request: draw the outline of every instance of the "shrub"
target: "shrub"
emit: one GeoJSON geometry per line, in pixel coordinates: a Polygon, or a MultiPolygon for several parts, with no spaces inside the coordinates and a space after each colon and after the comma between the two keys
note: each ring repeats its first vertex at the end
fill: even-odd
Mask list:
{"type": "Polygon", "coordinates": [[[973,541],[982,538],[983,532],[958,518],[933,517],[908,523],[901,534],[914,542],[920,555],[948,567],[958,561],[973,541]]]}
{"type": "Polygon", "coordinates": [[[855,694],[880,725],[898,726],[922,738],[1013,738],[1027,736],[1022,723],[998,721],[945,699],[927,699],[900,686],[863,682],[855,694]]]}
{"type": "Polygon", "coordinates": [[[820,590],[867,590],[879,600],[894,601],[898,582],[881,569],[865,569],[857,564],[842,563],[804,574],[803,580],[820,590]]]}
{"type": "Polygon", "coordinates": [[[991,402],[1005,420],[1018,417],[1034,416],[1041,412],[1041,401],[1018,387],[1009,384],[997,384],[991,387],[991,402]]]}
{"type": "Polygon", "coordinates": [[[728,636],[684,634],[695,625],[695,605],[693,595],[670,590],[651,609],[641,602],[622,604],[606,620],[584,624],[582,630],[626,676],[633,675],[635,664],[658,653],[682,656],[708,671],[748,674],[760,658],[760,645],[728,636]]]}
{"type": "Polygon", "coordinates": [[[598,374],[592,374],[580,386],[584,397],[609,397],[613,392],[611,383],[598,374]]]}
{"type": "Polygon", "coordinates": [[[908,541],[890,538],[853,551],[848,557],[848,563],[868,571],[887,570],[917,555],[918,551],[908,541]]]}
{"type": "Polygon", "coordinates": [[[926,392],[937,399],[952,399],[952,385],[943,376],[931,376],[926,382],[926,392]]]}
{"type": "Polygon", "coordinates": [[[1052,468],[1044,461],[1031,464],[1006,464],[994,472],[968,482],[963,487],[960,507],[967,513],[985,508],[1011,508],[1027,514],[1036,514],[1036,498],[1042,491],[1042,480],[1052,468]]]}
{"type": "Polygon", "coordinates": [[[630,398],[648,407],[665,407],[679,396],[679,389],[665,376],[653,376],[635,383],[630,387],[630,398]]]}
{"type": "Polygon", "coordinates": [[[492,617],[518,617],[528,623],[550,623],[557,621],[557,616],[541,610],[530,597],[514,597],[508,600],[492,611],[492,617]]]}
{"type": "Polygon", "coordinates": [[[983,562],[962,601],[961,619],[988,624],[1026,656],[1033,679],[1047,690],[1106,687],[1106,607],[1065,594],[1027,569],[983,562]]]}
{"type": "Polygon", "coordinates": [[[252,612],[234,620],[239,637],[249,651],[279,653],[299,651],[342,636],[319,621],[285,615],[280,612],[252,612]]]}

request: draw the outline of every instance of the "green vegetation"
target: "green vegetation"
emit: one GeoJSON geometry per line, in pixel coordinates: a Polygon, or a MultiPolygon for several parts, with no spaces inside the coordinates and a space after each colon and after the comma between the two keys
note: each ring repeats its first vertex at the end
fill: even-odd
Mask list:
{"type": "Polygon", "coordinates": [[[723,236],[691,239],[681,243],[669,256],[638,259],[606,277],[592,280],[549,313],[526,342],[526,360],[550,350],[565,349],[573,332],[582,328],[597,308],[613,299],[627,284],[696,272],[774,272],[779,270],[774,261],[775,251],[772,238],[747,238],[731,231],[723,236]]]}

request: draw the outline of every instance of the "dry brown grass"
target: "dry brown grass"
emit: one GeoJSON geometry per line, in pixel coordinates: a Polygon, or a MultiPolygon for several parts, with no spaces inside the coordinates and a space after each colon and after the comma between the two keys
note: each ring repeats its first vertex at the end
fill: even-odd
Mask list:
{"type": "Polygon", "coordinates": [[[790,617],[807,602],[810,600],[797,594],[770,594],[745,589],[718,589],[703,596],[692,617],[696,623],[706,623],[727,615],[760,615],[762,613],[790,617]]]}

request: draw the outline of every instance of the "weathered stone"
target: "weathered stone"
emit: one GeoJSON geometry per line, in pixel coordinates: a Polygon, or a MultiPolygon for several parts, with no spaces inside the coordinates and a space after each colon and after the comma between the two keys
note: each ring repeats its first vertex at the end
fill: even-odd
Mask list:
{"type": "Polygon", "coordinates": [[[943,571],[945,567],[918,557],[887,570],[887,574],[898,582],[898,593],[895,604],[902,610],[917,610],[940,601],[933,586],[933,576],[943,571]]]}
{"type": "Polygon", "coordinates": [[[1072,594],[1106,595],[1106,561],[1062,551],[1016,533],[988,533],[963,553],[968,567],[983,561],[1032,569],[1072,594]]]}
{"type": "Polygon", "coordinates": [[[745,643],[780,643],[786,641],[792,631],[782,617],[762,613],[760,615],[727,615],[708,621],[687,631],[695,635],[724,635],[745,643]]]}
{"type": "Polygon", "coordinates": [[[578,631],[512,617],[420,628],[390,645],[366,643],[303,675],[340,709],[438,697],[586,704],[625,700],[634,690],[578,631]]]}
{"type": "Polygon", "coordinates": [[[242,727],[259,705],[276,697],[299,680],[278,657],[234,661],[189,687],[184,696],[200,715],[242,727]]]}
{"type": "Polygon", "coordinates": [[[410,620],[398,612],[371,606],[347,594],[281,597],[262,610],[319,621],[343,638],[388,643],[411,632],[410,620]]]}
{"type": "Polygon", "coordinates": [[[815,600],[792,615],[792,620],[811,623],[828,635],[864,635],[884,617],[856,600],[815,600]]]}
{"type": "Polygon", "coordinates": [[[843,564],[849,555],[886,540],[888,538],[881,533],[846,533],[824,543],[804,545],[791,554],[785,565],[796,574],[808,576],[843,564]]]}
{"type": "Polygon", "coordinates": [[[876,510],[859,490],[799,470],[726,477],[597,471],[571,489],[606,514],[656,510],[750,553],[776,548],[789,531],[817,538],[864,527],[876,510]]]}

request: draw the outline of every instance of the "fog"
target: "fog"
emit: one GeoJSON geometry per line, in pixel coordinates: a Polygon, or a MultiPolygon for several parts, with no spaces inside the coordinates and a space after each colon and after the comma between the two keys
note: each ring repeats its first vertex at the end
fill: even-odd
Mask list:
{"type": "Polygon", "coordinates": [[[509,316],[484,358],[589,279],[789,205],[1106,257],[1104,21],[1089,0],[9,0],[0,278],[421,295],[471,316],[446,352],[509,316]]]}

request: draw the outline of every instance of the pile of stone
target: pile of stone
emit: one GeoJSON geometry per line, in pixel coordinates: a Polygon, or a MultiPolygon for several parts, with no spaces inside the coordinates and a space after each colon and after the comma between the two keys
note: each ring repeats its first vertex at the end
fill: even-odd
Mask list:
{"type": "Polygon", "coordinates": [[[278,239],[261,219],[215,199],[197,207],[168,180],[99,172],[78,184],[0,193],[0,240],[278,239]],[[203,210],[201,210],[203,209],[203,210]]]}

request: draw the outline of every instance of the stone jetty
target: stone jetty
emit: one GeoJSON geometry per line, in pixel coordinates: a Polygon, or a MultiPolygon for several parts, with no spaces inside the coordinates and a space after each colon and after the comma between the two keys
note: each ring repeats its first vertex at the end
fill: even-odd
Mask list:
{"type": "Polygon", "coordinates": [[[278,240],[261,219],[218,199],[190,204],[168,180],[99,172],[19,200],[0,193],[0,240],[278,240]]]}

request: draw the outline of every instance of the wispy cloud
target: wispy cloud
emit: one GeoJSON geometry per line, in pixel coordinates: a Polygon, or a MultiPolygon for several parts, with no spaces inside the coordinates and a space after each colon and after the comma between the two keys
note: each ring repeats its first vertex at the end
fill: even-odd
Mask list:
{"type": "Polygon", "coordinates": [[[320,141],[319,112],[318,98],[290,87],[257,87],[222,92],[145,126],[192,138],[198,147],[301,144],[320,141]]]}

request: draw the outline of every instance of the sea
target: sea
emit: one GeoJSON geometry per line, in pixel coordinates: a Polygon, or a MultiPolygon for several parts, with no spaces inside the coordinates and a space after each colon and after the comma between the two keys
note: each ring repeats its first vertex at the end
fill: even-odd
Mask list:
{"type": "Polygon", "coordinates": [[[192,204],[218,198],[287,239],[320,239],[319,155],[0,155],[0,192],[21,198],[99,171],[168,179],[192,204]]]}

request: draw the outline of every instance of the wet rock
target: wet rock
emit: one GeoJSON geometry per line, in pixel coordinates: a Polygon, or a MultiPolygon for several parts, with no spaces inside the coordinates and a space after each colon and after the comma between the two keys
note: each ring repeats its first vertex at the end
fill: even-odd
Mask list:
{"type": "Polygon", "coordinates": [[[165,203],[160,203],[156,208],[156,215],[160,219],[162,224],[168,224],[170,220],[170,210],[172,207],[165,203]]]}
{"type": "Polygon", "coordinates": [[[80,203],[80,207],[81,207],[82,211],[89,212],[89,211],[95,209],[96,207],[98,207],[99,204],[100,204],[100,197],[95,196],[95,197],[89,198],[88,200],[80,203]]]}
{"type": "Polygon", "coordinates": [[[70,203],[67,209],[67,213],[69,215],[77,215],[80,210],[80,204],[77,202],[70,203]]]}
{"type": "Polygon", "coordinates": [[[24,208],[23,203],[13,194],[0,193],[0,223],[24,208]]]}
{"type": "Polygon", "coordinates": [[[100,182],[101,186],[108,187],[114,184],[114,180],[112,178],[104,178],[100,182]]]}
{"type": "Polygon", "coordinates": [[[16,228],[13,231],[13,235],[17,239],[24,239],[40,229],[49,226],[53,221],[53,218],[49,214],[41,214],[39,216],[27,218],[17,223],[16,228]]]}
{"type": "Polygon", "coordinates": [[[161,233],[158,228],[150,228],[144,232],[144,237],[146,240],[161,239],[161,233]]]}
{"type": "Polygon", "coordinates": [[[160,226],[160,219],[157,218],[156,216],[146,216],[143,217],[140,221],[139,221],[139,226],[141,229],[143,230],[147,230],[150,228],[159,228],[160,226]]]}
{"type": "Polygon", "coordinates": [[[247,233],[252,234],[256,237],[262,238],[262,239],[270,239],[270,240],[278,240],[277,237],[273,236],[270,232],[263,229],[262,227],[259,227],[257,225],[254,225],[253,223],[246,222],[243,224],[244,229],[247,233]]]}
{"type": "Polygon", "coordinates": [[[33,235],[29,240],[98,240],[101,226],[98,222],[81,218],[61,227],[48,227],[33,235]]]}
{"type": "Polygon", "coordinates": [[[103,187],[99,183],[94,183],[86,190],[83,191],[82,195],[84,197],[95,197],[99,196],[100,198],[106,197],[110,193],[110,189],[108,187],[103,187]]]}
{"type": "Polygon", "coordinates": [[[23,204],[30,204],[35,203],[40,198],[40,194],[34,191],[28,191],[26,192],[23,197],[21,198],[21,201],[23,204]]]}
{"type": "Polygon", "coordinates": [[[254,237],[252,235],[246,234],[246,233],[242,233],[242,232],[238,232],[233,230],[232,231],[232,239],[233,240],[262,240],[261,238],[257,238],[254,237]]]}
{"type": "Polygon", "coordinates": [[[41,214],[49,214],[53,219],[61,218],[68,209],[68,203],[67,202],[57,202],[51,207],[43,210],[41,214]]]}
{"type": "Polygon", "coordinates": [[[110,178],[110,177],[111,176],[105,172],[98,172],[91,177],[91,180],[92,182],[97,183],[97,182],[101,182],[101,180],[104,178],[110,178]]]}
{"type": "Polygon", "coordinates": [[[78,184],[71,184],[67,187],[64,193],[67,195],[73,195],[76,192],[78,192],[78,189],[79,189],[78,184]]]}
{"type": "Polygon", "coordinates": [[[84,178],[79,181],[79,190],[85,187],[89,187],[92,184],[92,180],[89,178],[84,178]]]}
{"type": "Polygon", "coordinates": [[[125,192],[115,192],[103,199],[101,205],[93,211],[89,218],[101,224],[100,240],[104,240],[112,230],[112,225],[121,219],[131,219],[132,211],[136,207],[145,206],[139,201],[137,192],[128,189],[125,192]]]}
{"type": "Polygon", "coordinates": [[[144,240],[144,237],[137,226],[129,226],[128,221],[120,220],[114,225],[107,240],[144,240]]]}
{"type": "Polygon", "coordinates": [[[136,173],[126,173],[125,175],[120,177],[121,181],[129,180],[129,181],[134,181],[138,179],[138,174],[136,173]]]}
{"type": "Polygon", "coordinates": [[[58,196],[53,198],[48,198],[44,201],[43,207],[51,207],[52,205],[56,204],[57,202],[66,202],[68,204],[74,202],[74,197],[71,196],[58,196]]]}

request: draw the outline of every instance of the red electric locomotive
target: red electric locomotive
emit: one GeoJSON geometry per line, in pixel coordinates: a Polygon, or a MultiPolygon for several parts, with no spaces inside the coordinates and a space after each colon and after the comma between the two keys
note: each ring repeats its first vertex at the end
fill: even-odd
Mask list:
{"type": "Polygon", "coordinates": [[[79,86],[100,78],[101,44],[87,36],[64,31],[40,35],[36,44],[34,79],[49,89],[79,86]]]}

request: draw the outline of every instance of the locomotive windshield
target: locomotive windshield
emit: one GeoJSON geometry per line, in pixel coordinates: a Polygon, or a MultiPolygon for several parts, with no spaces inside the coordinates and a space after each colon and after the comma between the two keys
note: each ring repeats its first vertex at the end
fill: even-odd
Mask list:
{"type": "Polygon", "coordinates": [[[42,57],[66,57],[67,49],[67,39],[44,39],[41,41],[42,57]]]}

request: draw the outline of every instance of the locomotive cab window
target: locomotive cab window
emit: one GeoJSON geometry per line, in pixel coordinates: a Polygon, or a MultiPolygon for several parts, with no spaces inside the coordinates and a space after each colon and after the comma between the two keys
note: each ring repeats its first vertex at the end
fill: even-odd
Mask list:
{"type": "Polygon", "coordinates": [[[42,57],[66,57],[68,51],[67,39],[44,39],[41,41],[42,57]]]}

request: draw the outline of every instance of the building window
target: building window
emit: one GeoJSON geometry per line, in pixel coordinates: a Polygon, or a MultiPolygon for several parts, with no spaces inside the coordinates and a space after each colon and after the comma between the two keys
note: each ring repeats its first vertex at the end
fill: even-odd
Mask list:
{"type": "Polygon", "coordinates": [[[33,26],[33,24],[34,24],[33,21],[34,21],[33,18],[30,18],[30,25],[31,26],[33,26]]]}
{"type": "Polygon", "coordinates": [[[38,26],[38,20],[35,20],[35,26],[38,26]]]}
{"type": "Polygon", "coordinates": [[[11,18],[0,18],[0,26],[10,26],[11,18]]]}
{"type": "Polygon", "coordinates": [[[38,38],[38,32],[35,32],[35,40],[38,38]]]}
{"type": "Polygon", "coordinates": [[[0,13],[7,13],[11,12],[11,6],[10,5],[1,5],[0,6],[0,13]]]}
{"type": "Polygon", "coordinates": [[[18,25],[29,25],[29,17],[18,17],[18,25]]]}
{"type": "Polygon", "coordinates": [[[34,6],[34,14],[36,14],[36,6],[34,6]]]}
+---+
EXERCISE BRIEF.
Show every line of the records above that contains the string "brown". The match is case-sensitive.

FULL RESPONSE.
request: draw the outline of every instance of the "dry brown grass"
target: "dry brown grass"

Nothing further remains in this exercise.